# TEXT SEGMENT
<<<<

I'm going to take this post straight from my journal, as I took a lot of notes on this outing. Hope you don't mind the informality...you know, 'cause up until now this blog has been very black-tie, if you know what I mean.
-start the morn waiting for a city bus. Some guy tries to steal my mic whle I make an attempt to board. He siddles up and unclips a compartment of my bag. I catch him, so he saunters off without shame. Now I'm looking at everyone funky the rest of the morning. I feel terrible about that.
-hop out at El Monumento and a tortillera points me towards the taxi stand bound for Guelatao. A long line of people await to cram five to each taxi (not including the driver). Imagine a small Honda Civic. My turn arrives, and I get the middle seat up front--right where the stick shift sits. Yea.
-Guelatao is unbelievably beautiful. Conifers blanket the hills, hills that stretch until they meet azure skies. It's a tiny hamlet (perhaps the first true hamlet I've seen); a mere 500-person population. The town dips and ascends around the bends in the road. A small lagoon sits near city center. The people at first go are so friendly.
-I can't find the director of the station. He's instructed me to meet him at his office in the morning. I am late, I confess. I climb the hills from where the taxi let me off on the highway to the small station office. Not there. "He's down near the basketball court." I descend to the court. Nope. I meet a local man who tells me he lived in Michigan for 5 years. He invites me to coffee and, I think, later to marry him. Another guy sees that I am lost and walks me futher into town until we bump into some kid in a CDI truck (CDI is the commission that sponsors the radio station). The driver talks fast and winks at me a lot. A miniature player-in-waiting. He drives me to a street off the town center where a big green tarp has been hoisted over several long tables and chairs. The conversation goes like this:
Him: Are you hungry?

>>>>

# INFORMATION GIVEN
<<<<

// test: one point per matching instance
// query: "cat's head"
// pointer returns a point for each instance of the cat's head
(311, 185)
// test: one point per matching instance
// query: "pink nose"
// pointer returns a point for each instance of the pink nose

>>>>

# CHALLENGES
**1)** From the Guelatao journal post, extract the passage starting at "I'm going to" and ending at "what I mean.".
**2)** List every named geographic place mentioned in the Guelatao journal post.

# EXPECTED RESULTS
**1)**
I'm going to take this post straight from my journal, as I took a lot of notes on this outing. Hope you don't mind the informality...you know, 'cause up until now this blog has been very black-tie, if you know what I mean.

**2)**
El Monumento
Guelatao
Michigan